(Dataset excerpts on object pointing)

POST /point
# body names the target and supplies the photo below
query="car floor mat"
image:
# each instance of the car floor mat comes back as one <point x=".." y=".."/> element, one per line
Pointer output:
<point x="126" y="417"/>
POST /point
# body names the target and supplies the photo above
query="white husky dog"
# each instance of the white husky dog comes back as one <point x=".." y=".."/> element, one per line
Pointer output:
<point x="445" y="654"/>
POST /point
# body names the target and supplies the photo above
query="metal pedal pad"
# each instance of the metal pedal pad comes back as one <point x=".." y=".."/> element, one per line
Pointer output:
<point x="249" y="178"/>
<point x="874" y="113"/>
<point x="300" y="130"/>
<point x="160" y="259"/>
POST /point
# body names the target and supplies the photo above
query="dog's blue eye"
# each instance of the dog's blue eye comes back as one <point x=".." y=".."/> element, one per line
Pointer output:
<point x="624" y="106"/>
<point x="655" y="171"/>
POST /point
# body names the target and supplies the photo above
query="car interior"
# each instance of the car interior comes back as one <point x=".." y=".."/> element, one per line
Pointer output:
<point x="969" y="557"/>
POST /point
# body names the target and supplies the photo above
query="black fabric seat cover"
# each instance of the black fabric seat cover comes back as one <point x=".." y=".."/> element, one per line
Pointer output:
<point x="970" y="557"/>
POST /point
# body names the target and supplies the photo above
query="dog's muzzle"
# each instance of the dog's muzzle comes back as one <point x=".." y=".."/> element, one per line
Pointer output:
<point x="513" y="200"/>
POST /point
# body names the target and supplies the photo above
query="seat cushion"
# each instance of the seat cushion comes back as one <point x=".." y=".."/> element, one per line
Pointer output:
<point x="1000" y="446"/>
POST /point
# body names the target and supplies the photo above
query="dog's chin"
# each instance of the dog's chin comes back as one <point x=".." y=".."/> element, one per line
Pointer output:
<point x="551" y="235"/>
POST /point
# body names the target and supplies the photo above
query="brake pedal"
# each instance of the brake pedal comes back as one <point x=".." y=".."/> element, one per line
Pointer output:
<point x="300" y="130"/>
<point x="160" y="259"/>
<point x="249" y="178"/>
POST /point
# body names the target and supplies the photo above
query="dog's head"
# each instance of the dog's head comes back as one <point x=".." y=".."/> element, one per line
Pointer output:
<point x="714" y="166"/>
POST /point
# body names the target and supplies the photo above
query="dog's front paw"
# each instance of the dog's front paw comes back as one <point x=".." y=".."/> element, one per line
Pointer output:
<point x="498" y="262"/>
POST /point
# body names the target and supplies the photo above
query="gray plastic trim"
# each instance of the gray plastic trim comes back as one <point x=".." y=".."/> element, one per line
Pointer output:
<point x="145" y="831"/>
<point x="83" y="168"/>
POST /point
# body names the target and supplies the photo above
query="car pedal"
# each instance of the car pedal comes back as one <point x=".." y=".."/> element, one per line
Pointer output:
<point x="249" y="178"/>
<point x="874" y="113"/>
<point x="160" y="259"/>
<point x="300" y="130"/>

Short task: Send back each record exactly as it stands.

Response below:
POST /point
# body names the target and supplies the photo below
query="car floor mat"
image:
# each instance of the car floor mat comes back as one <point x=".." y=".."/> element, one per line
Pointer output:
<point x="126" y="417"/>
POST /point
# body names the target and supplies the photo above
query="white husky dog"
# each instance of the white husky dog comes back as one <point x=".." y=".."/> element, one per line
Pointer output:
<point x="445" y="654"/>
POST /point
# body names the target and supplies the photo above
query="metal pedal pad"
# each instance of the metal pedal pad comes back as one <point x=".." y=".."/> element, one per line
Pointer output:
<point x="249" y="178"/>
<point x="874" y="113"/>
<point x="300" y="130"/>
<point x="160" y="259"/>
POST /point
# body names the target and supplies the photo above
query="dog's blue eye"
# each instance of the dog's blue eye comes back as one <point x=".." y=".."/> element, one per line
Pointer output:
<point x="624" y="106"/>
<point x="655" y="171"/>
POST /point
# body names the target and supplies the photo above
query="car interior"
# each instance of the car interior comes back as one <point x=".." y=".."/> element, one per line
Pointer output:
<point x="969" y="557"/>
POST /point
# body names the target and supplies the photo above
query="black fabric seat cover"
# each instance of the black fabric seat cover comes back as one <point x=".." y=".."/> element, one per line
Pointer output:
<point x="970" y="557"/>
POST /point
# body names the target and supplies the photo above
query="dog's muzzle"
# each instance of the dog's muzzle comes back as one <point x=".." y=".."/> element, one per line
Pointer output:
<point x="513" y="200"/>
POST /point
# body names the target and supplies the photo above
query="seat cushion"
# each instance of the seat cushion comes back as one <point x=".." y=".."/> element, one per line
Pointer output:
<point x="1000" y="446"/>
POST /point
# body names the target and supplies the photo above
query="dog's chin"
# each instance of the dog's chin comes back as one <point x=".." y=".."/> element, one per line
Pointer output:
<point x="551" y="235"/>
POST /point
# body names the target and supplies the photo above
query="brake pedal"
# each instance of the brake pedal comes back as one <point x=".." y=".."/> element, one per line
Pointer output:
<point x="300" y="130"/>
<point x="160" y="259"/>
<point x="249" y="178"/>
POST /point
# body names the target and supplies the photo above
query="dog's head"
# each instance of the dog's head comes back as one <point x=".." y=".."/> element, one per line
Pointer output:
<point x="714" y="166"/>
POST /point
# body names the target and supplies the photo above
query="dog's front paw"
# each instance of the dog's front paw comes back as one <point x=".." y=".."/> element, one per line
Pointer output:
<point x="498" y="262"/>
POST /point
# body names the target and supplies the photo above
query="gray plastic trim"
# each instance of the gray plastic trim comes back as one <point x=".." y=".."/> element, one per line
Pointer output:
<point x="145" y="831"/>
<point x="83" y="168"/>
POST /point
# body names the target and supplies the photo above
query="car pedal"
# each instance of the car pedal comes back as one <point x=".." y=".."/> element, one per line
Pointer output:
<point x="249" y="178"/>
<point x="874" y="113"/>
<point x="160" y="259"/>
<point x="300" y="130"/>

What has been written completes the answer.